- [SET EXERCISE]: Pick out each line in the material below that contains the word "planter" and copy those lines.

- [PROVIDED RECORDS]:

* start *

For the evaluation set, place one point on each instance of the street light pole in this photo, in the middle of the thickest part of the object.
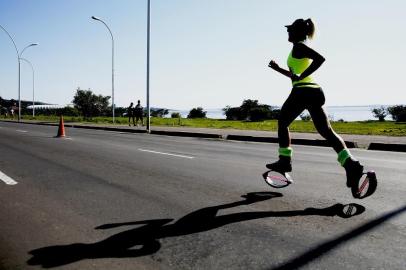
(18, 60)
(19, 69)
(148, 50)
(33, 83)
(19, 78)
(112, 64)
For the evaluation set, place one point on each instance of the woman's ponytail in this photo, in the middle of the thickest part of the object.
(310, 28)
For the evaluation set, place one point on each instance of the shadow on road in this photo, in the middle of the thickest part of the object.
(144, 240)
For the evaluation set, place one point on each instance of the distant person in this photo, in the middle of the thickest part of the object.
(130, 114)
(138, 111)
(306, 94)
(13, 110)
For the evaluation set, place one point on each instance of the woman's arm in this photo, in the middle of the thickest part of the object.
(300, 50)
(276, 67)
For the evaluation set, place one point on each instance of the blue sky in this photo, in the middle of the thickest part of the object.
(208, 53)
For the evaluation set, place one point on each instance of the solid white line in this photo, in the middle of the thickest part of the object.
(161, 153)
(7, 179)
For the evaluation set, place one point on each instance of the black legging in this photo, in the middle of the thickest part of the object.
(313, 100)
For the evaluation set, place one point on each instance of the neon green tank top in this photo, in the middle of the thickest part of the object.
(297, 66)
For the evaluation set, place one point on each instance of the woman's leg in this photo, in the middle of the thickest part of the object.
(353, 168)
(323, 126)
(290, 110)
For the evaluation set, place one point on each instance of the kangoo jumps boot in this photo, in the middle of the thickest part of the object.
(283, 165)
(354, 171)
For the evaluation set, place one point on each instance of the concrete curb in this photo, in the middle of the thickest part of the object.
(243, 138)
(387, 147)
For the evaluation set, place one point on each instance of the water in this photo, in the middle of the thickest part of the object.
(335, 113)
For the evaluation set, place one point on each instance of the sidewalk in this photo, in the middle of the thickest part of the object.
(370, 142)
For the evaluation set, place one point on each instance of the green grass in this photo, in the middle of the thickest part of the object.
(387, 128)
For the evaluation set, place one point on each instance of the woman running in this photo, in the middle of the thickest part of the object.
(306, 94)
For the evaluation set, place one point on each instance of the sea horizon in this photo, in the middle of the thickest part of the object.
(348, 113)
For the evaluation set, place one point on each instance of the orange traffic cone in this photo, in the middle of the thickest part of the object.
(61, 129)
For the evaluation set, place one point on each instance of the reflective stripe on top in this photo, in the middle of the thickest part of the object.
(298, 66)
(299, 84)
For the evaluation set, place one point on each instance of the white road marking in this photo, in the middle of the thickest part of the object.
(162, 153)
(6, 179)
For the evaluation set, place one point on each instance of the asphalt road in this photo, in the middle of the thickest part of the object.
(109, 200)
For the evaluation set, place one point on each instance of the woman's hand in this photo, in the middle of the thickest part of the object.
(294, 77)
(273, 65)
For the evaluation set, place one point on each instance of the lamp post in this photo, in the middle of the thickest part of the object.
(33, 83)
(19, 79)
(148, 46)
(112, 64)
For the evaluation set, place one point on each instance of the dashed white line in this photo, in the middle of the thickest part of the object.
(162, 153)
(6, 179)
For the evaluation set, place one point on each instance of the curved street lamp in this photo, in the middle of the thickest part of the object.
(19, 78)
(33, 82)
(112, 64)
(19, 68)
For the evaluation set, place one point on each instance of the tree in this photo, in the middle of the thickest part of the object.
(380, 113)
(398, 113)
(305, 117)
(251, 110)
(197, 113)
(89, 104)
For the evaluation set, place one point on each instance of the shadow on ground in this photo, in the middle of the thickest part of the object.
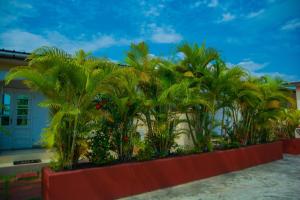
(275, 180)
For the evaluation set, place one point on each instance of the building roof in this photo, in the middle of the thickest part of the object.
(12, 54)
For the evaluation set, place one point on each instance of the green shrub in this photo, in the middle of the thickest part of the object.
(146, 152)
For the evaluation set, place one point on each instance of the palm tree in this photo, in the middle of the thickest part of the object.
(158, 113)
(70, 84)
(196, 67)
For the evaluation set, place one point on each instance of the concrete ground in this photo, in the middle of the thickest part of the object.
(275, 180)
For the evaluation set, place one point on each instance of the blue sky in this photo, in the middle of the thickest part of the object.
(260, 35)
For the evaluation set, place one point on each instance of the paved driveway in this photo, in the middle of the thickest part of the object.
(275, 180)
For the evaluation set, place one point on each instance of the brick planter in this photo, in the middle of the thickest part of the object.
(291, 146)
(122, 180)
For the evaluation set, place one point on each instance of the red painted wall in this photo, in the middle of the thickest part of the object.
(133, 178)
(291, 146)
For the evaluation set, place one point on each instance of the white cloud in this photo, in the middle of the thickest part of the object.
(164, 34)
(226, 17)
(291, 25)
(256, 69)
(255, 14)
(208, 3)
(26, 41)
(150, 10)
(250, 65)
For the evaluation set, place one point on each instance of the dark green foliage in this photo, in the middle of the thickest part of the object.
(146, 152)
(99, 145)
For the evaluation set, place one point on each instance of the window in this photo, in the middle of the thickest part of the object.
(22, 110)
(5, 109)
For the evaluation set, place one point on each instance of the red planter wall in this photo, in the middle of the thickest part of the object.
(133, 178)
(291, 146)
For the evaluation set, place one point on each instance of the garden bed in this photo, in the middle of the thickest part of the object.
(291, 146)
(127, 179)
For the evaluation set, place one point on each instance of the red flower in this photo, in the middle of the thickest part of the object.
(125, 138)
(98, 106)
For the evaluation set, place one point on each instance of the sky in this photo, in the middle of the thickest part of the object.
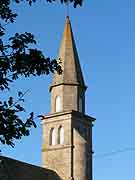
(104, 32)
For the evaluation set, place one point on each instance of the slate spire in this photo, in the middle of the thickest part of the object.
(68, 55)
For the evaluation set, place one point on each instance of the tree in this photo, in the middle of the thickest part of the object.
(18, 59)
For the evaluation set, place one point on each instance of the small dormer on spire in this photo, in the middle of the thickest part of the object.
(68, 89)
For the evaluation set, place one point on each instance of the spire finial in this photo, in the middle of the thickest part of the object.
(67, 9)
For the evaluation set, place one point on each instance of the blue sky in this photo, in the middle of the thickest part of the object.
(105, 37)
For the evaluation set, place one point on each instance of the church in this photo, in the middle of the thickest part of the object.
(67, 130)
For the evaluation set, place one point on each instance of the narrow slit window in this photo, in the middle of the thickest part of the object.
(61, 135)
(52, 137)
(58, 104)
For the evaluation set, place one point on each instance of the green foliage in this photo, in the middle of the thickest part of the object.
(18, 59)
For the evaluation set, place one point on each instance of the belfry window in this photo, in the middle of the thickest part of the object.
(60, 135)
(52, 137)
(58, 104)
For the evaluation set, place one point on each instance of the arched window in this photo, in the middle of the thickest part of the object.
(52, 137)
(80, 104)
(60, 135)
(58, 104)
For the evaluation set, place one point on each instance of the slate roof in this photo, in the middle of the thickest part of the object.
(11, 169)
(72, 73)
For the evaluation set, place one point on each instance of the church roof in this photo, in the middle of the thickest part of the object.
(11, 169)
(69, 59)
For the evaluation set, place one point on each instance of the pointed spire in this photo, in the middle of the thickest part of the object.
(68, 55)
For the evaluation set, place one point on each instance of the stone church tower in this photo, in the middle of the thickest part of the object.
(67, 130)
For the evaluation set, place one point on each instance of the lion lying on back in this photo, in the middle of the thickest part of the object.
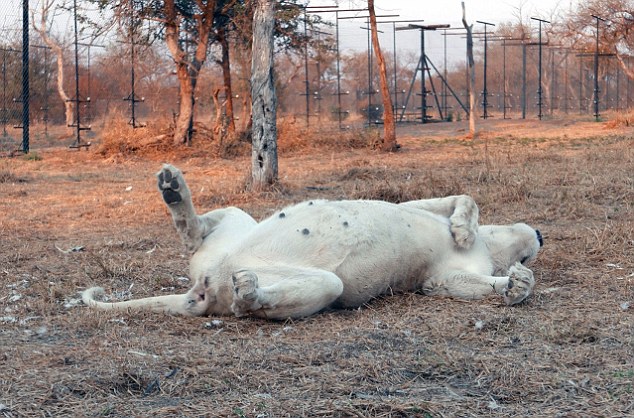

* end *

- [WRITTEN ANSWER]:
For the evaluation set, place one point on each instance of the brick planter in this photo, in the middle of the thickest part of the object.
For the evaluation set, place one point on each instance of the red planter wall in this photo, in the middle of the thickest part of the object.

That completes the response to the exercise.